◆ TEXTO FORNECIDO ◆
========================================

LGPD e IA: até onde é permitido utilizar dados de clientes em algoritmos?

Veja o que diz a LGPD e conheça as vantagens e riscos dessa combinação cada vez mais frequente.

Postado em 21/07/2025

Brenda Pimentel

A combinação entre inteligência artificial (IA) e dados pessoais tem sido pauta de muitas discussões empresariais e até governamentais. Apesar do potencial transformador para empresas de todos os setores, a junção desses dois fatores levanta uma série de dúvidas jurídicas, éticas e técnicas, especialmente em relação ao cumprimento da Lei Geral de Proteção de Dados (LGPD). Afinal, até onde vai o uso de dados de clientes em plataformas de IA? Como garantir inovação sem comprometer a privacidade e os direitos individuais?

Em 2024, uma pesquisa da IBM revelou que mais de 41% das empresas brasileiras já utilizam IA em algum nível, principalmente para aprimorar o atendimento ao cliente, automatizar processos e analisar o comportamento de consumidores. Mas, quando o assunto é LGPD, apenas 36% das empresas brasileiras afirmam estar plenamente confiantes no cumprimento da Lei, como indica o estudo IT Trends Snapshot 2023, feito pela Logicalis, empresa global de soluções e serviços de tecnologia.

Em um mundo em que estar online é sinônimo de fornecer dados, e o princípio da IA é aprender com eles, abordar essa combinação se tornou indispensável. Seja para treinar modelos de linguagem, reconhecer padrões de consumo ou prever comportamentos, a qualidade e a quantidade de dados são fatores decisivos para o aprendizado de máquina. Isso significa que, ao usar IA, empresas precisam alimentar seus algoritmos com informações — muitas vezes extraídas de interações com clientes, registros de uso, cadastros, históricos de navegação e feedbacks.

========================================

Itens de contorno de áreas rotuladas
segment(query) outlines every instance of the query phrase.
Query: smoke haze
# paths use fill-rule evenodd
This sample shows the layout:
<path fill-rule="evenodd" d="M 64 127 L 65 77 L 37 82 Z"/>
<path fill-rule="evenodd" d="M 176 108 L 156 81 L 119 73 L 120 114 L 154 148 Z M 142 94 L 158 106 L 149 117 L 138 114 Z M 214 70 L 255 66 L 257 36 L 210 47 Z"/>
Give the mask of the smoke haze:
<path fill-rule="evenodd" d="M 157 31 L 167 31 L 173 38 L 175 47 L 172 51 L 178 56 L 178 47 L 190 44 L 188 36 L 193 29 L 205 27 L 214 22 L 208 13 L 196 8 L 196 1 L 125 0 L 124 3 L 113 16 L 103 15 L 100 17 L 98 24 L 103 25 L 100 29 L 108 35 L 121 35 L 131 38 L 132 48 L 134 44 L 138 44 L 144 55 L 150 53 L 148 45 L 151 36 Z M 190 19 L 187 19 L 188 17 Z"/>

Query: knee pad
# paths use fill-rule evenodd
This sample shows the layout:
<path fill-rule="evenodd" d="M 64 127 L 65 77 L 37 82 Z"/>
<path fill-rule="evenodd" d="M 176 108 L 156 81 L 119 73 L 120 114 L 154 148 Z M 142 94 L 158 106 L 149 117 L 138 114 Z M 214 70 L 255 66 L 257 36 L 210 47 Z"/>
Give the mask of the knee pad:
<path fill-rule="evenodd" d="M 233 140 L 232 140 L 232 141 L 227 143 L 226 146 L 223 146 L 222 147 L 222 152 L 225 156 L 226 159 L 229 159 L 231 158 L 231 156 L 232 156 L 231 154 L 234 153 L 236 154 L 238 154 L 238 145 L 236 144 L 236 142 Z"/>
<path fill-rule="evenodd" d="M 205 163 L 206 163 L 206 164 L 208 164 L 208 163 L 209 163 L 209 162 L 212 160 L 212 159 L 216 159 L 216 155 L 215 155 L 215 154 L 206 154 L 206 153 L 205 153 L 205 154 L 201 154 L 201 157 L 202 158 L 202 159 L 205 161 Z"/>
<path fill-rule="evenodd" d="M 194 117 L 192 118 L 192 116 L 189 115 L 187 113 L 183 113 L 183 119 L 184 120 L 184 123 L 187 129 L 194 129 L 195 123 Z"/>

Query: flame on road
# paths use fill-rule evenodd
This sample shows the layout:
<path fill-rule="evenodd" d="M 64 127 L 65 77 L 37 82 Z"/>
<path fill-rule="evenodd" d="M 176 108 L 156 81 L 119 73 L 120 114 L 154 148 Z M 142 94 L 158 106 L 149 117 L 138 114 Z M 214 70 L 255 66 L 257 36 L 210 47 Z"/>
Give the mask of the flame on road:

========================================

◆ TAREFAS A REALIZAR ◆
1. No texto sobre LGPD e IA, que percentual das empresas brasileiras afirma estar plenamente confiante no cumprimento da Lei?
2. Resuma em duas frases o texto sobre LGPD e IA.
3. Escreva a continuação do texto sobre LGPD e inteligência artificial a partir do último parágrafo.
Os registros foram obtidos de outra fonte.

◆ RESPOSTAS ESPERADAS ◆
1. Apenas 36% das empresas brasileiras, segundo o estudo IT Trends Snapshot 2023, da Logicalis.

2. A combinação entre inteligência artificial e dados pessoais tem potencial transformador para as empresas, mas levanta dúvidas jurídicas, éticas e técnicas, sobretudo quanto ao cumprimento da LGPD. Embora mais de 41% das empresas brasileiras já usem IA, apenas 36% se dizem plenamente confiantes no cumprimento da Lei, e os algoritmos precisam ser alimentados com informações muitas vezes extraídas de interações com clientes.

3.
Uma fintech, por exemplo, pode usar IA para prever o risco de inadimplência com base em dados de transações passadas. Um e-commerce pode personalizar ofertas com base no histórico de compras, cliques e interações com conteúdos específicos. Já assistentes virtuais baseados em IA são treinados a partir de dados de atendimento para melhorar a precisão nas respostas. O ponto de atenção é que boa parte desses dados são pessoais e, portanto, protegidos pela LGPD.

O que a LGPD diz sobre o uso de dados em IA?

Em vigor desde 2020, a LGPD estabelece diretrizes claras para o tratamento de dados pessoais em todo o território brasileiro. Entre os princípios fundamentais estão o da finalidade (usar os dados apenas para o que foi informado), o da transparência e o da necessidade.

No contexto da IA, um dos pontos mais delicados é o uso de decisões automatizadas. O artigo 20 da LGPD garante ao cliente o direito de solicitar a revisão de decisões tomadas exclusivamente por meios automatizados que afetem seus interesses — como uma negativa de crédito, por exemplo.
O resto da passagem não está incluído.